■ Extract provided
Physical & Health Education — Field Events

Subtopic: Standing Shotput (Age: about 11 years)

These notes explain the standing shotput for primary school learners in Kenya. Standing shotput is a safe way for young learners to practise the basic pushing action used in throwing events. Always practise on a grass field or soft ground and under teacher supervision.

Equipment
  • Shot (use a school-approved size and weight). For young learners a soft rubber shot or medicine ball (~1–2 kg) is best — check with your teacher.
  • Flat, visible throwing circle (about 1 metre wide) or a marked area on the ground.
  • Tape measure, flags or cones to mark where the shot lands.
  • First aid kit and teacher supervision.
Quick Safety Rules
  1. Never throw when people are in front of you — always throw into a clear sector.
  2. Use soft shots for younger pupils to reduce injury risk.

■ Given information
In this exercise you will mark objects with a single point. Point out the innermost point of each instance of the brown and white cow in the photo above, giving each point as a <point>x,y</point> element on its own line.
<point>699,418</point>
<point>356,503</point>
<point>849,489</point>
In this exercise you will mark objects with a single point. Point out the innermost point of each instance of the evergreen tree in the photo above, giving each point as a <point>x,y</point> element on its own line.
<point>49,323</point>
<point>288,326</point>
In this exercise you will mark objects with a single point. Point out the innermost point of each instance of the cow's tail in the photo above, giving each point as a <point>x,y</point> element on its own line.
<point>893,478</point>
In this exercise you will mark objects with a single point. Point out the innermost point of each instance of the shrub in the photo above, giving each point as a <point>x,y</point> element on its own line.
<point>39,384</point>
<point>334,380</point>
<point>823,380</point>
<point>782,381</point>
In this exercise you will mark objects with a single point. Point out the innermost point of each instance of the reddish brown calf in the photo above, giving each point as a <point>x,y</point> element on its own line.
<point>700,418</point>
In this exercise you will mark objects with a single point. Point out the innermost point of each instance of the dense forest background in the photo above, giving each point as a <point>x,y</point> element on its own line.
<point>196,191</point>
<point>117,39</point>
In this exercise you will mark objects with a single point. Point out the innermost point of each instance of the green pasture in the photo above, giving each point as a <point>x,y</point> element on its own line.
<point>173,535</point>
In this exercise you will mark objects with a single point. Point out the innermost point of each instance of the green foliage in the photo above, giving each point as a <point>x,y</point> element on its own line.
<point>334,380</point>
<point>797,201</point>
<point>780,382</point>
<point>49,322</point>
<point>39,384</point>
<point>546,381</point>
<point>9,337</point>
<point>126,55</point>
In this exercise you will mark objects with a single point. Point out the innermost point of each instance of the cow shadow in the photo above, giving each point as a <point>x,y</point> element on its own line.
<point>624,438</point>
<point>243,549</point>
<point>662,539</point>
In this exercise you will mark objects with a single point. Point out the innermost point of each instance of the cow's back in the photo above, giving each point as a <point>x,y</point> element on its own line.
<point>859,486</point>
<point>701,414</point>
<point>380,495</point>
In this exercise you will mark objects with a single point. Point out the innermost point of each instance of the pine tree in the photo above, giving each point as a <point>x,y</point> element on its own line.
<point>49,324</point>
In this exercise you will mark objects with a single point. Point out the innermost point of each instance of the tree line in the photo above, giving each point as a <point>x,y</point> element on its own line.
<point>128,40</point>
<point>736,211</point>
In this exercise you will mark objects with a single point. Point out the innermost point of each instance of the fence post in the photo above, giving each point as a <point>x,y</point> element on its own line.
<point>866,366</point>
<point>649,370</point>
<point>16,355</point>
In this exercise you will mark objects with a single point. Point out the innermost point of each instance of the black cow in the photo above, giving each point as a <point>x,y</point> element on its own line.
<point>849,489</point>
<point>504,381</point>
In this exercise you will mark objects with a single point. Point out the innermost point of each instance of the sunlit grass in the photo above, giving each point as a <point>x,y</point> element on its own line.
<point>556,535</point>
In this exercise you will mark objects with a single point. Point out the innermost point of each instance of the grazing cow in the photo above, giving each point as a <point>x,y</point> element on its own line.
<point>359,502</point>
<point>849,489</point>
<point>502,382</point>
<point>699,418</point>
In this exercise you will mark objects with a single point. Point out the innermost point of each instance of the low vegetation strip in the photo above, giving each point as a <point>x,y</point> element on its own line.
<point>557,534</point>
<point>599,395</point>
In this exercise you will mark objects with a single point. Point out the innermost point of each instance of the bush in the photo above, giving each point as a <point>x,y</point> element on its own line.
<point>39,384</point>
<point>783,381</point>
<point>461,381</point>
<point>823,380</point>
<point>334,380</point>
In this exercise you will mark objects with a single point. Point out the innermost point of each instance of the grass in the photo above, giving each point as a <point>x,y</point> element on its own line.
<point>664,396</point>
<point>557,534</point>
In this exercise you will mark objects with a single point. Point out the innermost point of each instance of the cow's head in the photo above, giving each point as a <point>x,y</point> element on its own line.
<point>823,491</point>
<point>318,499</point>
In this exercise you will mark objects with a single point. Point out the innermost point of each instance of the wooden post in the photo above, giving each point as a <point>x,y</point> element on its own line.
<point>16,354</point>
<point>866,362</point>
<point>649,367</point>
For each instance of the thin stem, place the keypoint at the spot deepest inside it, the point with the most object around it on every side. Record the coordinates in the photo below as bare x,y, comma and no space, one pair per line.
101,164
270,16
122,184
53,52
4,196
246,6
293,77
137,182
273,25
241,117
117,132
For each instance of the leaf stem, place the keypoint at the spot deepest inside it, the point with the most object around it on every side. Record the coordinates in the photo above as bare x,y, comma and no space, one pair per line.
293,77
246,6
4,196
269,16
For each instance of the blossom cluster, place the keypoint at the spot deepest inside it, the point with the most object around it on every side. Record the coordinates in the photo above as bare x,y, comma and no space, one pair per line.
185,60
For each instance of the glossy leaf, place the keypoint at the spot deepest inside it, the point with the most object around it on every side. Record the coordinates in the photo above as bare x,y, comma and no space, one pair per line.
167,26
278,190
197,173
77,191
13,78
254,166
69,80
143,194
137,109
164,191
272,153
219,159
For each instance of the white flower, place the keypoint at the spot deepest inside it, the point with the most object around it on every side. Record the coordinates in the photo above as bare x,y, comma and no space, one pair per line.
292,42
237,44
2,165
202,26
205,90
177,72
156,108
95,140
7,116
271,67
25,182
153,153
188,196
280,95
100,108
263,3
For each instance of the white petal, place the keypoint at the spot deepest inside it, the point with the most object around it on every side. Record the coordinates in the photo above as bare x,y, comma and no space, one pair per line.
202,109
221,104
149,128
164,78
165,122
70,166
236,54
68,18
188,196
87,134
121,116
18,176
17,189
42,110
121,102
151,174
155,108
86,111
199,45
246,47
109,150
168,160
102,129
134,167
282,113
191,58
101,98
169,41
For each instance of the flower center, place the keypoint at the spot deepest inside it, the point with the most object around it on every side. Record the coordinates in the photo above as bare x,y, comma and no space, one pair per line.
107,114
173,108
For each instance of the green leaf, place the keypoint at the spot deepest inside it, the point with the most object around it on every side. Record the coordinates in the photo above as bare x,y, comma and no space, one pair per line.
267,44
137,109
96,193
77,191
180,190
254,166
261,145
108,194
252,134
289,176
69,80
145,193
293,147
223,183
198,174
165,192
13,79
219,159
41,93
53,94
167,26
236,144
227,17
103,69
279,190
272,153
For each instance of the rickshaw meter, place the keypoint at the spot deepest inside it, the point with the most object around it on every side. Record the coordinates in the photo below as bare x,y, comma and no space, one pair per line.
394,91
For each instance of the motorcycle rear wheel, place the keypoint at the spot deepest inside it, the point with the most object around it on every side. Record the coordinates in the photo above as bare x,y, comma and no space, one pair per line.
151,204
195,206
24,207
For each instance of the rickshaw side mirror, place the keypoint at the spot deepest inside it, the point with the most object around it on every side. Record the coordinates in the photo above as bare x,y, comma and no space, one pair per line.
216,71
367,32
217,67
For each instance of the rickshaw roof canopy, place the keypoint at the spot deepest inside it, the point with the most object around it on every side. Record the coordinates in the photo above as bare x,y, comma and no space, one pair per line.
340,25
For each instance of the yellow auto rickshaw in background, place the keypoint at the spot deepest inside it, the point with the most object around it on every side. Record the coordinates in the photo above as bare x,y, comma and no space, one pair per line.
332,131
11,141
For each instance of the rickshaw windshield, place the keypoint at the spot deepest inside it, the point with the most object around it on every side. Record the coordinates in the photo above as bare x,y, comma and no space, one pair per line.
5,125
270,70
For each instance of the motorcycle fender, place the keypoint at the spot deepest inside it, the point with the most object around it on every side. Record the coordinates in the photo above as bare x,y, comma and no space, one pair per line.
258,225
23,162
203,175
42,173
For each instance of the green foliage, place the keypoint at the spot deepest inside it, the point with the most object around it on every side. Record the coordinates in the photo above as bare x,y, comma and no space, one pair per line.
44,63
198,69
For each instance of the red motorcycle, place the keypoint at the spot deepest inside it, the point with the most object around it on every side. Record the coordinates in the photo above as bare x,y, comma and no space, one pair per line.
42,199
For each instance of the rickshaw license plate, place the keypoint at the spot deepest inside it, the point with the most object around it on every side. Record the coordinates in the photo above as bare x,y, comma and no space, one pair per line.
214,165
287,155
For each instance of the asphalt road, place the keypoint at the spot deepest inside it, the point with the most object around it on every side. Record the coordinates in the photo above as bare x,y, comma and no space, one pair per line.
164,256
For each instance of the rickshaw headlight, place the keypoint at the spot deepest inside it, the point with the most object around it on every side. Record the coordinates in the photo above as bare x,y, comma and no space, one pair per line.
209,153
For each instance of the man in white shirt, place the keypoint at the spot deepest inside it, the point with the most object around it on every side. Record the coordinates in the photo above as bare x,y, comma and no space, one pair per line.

■ Prompt
Copy out the standing shotput notes in full, word for word. Work only from the standing shotput notes, not from the records.

■ Exercise solution
Physical & Health Education — Field Events

Subtopic: Standing Shotput (Age: about 11 years)

These notes explain the standing shotput for primary school learners in Kenya. Standing shotput is a safe way for young learners to practise the basic pushing action used in throwing events. Always practise on a grass field or soft ground and under teacher supervision.

Equipment
  • Shot (use a school-approved size and weight). For young learners a soft rubber shot or medicine ball (~1–2 kg) is best — check with your teacher.
  • Flat, visible throwing circle (about 1 metre wide) or a marked area on the ground.
  • Tape measure, flags or cones to mark where the shot lands.
  • First aid kit and teacher supervision.
Quick Safety Rules
  1. Never throw when people are in front of you — always throw into a clear sector.
  2. Use soft shots for younger pupils to reduce injury risk.